Directive >>
List each line of the material below that contains the string "white", matching case exactly.
— BEGIN —
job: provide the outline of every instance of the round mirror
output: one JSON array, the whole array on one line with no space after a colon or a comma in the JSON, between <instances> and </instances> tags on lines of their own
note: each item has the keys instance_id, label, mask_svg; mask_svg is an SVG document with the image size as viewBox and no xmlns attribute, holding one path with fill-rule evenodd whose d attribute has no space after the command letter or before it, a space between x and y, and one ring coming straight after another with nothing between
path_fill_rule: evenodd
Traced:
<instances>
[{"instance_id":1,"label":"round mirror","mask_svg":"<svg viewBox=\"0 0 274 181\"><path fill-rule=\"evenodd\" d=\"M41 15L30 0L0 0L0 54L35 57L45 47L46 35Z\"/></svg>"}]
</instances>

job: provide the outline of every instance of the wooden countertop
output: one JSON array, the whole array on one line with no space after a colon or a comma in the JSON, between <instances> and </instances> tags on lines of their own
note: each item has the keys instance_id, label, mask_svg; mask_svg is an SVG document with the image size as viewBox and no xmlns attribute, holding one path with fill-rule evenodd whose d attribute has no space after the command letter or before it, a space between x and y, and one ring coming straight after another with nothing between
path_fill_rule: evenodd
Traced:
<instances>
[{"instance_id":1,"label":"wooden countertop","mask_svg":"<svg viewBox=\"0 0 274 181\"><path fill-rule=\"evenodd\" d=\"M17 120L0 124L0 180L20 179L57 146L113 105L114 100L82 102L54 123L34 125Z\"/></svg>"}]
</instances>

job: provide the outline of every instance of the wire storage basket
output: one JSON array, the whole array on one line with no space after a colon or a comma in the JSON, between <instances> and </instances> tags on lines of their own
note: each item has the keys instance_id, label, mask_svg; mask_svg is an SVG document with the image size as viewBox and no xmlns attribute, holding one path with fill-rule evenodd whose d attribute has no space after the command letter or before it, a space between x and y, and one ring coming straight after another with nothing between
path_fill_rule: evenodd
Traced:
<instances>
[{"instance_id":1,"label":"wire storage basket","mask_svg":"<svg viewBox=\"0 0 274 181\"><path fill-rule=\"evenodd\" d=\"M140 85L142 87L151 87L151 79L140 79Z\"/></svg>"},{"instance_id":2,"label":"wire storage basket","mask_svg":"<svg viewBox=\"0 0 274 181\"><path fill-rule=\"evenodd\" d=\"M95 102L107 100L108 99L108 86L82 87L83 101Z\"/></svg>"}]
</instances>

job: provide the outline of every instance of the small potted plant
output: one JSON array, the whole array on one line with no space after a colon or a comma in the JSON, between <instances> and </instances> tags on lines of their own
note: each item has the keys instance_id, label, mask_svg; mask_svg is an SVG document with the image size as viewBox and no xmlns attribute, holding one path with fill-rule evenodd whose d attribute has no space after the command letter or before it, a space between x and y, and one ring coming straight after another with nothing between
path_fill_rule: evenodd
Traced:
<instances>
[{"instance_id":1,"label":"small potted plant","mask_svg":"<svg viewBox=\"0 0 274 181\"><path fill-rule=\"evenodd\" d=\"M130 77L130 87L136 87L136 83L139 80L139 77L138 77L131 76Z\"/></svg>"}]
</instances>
— END —
— BEGIN —
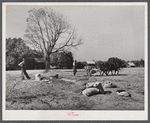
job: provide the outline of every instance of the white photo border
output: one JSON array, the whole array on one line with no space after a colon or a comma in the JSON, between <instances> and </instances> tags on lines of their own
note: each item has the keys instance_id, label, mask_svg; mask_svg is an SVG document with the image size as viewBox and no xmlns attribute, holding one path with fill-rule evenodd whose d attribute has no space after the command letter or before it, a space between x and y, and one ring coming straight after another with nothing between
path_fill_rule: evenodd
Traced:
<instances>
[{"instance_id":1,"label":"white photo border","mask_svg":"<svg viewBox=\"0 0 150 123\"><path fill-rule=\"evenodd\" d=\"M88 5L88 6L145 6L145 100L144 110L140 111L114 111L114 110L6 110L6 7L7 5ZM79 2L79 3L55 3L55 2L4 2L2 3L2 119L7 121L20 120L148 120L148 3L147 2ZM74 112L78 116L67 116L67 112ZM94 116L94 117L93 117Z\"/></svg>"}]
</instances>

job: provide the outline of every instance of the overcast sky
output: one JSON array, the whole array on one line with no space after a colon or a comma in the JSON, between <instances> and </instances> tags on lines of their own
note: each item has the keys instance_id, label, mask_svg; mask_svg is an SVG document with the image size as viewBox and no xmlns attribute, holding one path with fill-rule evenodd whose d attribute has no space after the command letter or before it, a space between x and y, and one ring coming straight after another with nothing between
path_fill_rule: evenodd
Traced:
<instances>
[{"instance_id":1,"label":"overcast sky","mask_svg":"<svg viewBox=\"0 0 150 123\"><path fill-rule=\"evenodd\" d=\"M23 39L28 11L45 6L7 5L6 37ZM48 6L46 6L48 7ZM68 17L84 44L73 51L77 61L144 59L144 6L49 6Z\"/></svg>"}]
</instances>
— END —
Solution to this exercise >>
job: provide the outline of every instance of the white photo border
[{"instance_id":1,"label":"white photo border","mask_svg":"<svg viewBox=\"0 0 150 123\"><path fill-rule=\"evenodd\" d=\"M88 5L88 6L145 6L145 100L144 110L140 111L114 111L114 110L6 110L6 7L7 5ZM79 2L79 3L55 3L55 2L4 2L2 3L2 119L7 121L20 120L148 120L148 3L147 2ZM74 112L78 116L67 116L67 112ZM94 116L94 117L93 117Z\"/></svg>"}]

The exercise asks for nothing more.